■ EXTRAIT DU DOCUMENT
Une boîte de Pandore

Sur le portail nv.ua, le chroniqueur Viktor Chenderovitch pense que le référendum pourrait déstabiliser la Russie :

«Tout le monde - jusqu'au président russe retranché dans son bunker, pour lequel toute la combine a été orchestrée - a plus ou moins compris qu'il s'agissait là d'un tour de passe-passe manifeste. ... En Russie, les dirigeants ne se maintiennent au pouvoir que parce que leurs vassaux gardent leurs petites habitudes - par peur des services secrets. ... La Russie se retrouve sans Constitution. On ne s'y conformait pas non plus beaucoup par le passé, mais elle servait au moins de cadre de référence à l'aune duquel on pouvait évaluer les évènements. L'ancienne Constitution a été abrogée, et la nouvelle n'a aucune légitimité. C'est comme si l'on venait d'ouvrir la boîte de Pandore, de lancer une invitation à la confrontation hors de tout cadre légal.»

Denník N (SK) /

Les Russes ne rendent pas service à leur pays

Le blanc-seing accordé à Poutine par une majorité des Russes fait perdre du terrain à la Russie, estime Denník N :

«Sous Poutine, le pays ne s'est enrichi qu'en apparence, et ce uniquement grâce aux bons prix que le marché payait alors pour le pétrole et le gaz. ... Aujourd'hui, la Russie n'est concurrentielle que sur un marché : la fabrication d'armes. Dans l'exploration spatiale, domaine qu'elle dominait jadis, elle est aussi à la traîne. ... En deux décennies, Poutine n'a pas fait avancer son pays d'un millimètre. Il mise tout sur la carte du symbolisme militaire, du souvenir de guerres glorieuses, d'un culte de la personnalité et affirme que la Russie reste aussi moderne et puissante que par le passé. Mercredi, les électeurs ont refusé de venir au secours de leur pays en mettant clairement un terme au règne de Poutine.»

Dnevnik (SI) /

On préfère encore les autocrates aux sociopathes élus

Le plébiscite de la révision de la Constitution amène Dnevnik à douter de la démocratie :

«Il se pourrait que la foi dans les mécanismes de pouvoir mondiaux soit sur le déclin et qu'il soit donc préférable de confier son destin à des autocrates connus, sur un modèle chinois, plutôt qu'à des sociopathes à l'image du président américain. ... Il serait donc réaliste de voir dans les modifications de la Constitution russe le reflet de l'esprit du temps en Russie, mais aussi à l'échelon mondial. Un relent de nationalisme, de populisme et de tout ce que nous croyions depuis longtemps nous être étranger.»

(Extraits d'un jeu de données d'annotation de lieux)

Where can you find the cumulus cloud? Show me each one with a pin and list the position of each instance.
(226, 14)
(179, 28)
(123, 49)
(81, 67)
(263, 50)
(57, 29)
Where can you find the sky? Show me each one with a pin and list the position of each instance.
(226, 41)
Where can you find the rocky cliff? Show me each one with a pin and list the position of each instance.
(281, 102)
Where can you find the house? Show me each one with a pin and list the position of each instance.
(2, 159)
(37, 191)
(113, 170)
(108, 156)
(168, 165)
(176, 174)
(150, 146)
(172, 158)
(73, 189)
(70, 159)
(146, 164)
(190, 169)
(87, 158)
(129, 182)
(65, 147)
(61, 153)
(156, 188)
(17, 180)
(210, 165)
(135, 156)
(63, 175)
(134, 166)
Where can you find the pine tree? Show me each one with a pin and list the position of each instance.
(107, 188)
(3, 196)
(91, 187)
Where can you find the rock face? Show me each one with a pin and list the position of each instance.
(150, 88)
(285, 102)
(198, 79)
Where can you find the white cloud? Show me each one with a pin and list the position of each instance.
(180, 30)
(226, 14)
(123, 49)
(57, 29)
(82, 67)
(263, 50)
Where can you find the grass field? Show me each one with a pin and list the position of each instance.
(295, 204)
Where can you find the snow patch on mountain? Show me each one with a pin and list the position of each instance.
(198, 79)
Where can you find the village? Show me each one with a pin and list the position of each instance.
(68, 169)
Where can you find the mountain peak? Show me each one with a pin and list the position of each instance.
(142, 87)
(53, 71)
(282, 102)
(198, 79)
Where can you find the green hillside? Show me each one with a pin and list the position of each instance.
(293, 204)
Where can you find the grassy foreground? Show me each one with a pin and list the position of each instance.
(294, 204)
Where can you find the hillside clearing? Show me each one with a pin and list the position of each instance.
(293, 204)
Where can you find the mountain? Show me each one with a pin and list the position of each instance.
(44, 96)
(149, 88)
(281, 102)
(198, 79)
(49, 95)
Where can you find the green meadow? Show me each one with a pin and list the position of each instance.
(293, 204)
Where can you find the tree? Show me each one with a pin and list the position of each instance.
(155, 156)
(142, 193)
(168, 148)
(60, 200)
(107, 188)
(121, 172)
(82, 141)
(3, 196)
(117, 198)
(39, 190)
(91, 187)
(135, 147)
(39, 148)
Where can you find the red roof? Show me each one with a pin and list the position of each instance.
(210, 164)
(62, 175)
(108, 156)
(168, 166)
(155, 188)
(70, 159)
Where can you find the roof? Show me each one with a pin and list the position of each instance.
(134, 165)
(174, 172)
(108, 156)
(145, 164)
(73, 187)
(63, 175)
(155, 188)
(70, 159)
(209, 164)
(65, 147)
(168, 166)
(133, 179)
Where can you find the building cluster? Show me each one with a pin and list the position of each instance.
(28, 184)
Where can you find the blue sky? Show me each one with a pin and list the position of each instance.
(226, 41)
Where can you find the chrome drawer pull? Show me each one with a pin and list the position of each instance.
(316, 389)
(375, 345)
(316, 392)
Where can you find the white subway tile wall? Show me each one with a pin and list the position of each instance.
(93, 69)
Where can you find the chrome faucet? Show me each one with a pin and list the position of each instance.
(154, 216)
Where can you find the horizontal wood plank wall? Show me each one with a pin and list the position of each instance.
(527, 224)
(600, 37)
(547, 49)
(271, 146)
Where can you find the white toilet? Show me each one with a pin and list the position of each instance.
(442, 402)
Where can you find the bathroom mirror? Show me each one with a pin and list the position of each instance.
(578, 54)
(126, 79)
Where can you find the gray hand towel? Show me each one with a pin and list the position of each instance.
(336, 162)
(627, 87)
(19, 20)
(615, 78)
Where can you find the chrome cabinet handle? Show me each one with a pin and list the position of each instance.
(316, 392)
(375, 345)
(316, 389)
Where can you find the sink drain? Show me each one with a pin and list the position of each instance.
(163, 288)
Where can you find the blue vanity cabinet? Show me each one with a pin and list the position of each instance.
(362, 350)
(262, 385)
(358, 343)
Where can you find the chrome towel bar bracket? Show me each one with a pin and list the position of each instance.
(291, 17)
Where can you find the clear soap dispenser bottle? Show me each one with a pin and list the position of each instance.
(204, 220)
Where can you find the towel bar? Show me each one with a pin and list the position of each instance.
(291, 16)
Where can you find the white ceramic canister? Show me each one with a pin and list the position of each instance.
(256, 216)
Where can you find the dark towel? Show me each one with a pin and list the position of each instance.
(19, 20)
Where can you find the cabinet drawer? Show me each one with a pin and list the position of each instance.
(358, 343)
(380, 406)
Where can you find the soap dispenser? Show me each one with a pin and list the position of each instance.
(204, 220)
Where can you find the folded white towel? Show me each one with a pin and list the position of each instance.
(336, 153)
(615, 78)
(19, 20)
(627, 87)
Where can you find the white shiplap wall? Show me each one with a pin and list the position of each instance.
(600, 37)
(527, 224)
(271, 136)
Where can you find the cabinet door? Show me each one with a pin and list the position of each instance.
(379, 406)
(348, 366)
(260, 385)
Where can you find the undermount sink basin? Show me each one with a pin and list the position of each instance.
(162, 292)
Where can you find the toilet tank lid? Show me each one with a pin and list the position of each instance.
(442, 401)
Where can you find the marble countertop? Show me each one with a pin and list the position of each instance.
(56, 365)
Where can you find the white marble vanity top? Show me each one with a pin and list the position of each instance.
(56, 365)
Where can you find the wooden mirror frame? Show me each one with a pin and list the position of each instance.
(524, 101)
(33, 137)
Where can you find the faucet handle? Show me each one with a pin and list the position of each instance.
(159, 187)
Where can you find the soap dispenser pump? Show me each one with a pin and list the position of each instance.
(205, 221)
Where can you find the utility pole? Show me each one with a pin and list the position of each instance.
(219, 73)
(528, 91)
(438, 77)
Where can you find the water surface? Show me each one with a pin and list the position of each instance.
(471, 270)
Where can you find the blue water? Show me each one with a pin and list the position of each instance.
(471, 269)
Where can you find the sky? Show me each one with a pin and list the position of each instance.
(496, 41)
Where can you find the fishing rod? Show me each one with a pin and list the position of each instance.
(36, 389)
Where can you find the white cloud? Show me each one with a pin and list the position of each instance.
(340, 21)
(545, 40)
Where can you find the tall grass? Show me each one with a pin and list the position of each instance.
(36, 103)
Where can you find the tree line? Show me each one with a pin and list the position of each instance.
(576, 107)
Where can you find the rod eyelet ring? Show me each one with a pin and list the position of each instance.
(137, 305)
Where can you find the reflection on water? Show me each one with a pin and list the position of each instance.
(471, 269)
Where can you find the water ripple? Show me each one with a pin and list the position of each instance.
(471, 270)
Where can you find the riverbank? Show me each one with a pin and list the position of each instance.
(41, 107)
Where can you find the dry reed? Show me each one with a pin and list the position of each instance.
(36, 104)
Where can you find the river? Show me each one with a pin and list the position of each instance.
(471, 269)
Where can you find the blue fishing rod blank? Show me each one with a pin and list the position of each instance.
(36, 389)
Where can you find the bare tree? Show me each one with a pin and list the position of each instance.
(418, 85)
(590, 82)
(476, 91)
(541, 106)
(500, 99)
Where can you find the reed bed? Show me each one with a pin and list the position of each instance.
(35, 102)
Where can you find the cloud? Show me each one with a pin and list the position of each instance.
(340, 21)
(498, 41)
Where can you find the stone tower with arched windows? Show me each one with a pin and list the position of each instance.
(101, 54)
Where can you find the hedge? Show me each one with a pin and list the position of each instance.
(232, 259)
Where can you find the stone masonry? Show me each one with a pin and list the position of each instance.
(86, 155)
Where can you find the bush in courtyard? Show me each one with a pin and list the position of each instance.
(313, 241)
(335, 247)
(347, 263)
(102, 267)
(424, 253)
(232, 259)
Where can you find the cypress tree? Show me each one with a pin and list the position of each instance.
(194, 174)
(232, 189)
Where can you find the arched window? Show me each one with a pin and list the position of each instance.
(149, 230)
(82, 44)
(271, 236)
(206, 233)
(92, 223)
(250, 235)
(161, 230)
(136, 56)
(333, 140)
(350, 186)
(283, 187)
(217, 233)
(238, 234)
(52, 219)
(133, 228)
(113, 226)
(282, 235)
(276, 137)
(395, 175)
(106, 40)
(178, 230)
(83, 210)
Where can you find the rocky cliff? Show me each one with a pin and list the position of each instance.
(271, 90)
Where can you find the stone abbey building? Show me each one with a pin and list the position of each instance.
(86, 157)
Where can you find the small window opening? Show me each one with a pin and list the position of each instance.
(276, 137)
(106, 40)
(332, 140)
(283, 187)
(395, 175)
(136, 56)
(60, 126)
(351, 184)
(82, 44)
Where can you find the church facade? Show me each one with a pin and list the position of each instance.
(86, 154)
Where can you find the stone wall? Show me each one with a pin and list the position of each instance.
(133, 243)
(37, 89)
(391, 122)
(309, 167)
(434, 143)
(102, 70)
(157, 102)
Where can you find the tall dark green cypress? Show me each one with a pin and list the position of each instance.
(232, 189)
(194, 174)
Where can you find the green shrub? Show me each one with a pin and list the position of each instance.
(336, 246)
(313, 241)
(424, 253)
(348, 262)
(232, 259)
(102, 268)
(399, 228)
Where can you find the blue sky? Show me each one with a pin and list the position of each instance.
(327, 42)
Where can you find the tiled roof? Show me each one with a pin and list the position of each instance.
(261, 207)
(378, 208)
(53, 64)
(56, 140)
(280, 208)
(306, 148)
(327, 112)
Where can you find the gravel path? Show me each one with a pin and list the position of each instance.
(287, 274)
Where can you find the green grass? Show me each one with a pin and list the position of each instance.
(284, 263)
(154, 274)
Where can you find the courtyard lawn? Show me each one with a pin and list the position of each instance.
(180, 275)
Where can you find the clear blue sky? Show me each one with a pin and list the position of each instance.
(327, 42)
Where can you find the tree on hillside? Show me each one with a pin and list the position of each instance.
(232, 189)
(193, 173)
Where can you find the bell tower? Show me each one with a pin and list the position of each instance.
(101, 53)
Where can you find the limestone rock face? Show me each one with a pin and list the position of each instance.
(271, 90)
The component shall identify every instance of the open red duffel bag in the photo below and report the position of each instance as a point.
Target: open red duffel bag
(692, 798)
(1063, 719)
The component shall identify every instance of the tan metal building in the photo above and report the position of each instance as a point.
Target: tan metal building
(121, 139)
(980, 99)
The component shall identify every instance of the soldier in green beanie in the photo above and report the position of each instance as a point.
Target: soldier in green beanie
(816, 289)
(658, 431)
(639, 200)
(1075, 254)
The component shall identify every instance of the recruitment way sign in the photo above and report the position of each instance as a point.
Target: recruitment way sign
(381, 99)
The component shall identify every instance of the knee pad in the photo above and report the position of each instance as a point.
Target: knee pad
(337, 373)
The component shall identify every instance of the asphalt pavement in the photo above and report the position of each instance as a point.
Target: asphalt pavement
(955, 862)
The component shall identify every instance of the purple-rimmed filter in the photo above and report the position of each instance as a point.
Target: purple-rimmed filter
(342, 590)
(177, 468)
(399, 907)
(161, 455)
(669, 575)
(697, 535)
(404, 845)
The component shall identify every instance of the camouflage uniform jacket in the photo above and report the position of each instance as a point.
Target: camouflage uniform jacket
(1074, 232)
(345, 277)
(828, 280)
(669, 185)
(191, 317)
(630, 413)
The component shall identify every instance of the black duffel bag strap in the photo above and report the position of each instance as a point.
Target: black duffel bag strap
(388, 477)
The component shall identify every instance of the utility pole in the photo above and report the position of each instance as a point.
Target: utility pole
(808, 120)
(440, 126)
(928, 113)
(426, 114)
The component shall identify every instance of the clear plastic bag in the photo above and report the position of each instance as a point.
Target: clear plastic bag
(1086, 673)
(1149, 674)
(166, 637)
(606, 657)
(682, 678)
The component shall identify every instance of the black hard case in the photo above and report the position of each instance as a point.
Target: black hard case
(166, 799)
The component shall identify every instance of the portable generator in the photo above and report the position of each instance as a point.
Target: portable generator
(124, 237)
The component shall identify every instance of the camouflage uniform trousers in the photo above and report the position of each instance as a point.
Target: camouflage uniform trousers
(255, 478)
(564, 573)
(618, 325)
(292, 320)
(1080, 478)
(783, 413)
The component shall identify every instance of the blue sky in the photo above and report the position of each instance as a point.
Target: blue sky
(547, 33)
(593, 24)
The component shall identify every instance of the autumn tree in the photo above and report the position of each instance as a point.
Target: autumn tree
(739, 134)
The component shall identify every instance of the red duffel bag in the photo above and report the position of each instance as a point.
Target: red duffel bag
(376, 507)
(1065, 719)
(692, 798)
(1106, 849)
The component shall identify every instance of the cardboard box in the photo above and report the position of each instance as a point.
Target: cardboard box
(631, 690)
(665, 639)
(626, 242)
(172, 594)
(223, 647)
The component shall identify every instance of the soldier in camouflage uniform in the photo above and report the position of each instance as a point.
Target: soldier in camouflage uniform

■ CONSIGNE
D'après l'extrait sur le référendum russe, sur quel unique marché la Russie est-elle encore concurrentielle selon Denník N ?

■ CORRIGÉ
La fabrication d'armes.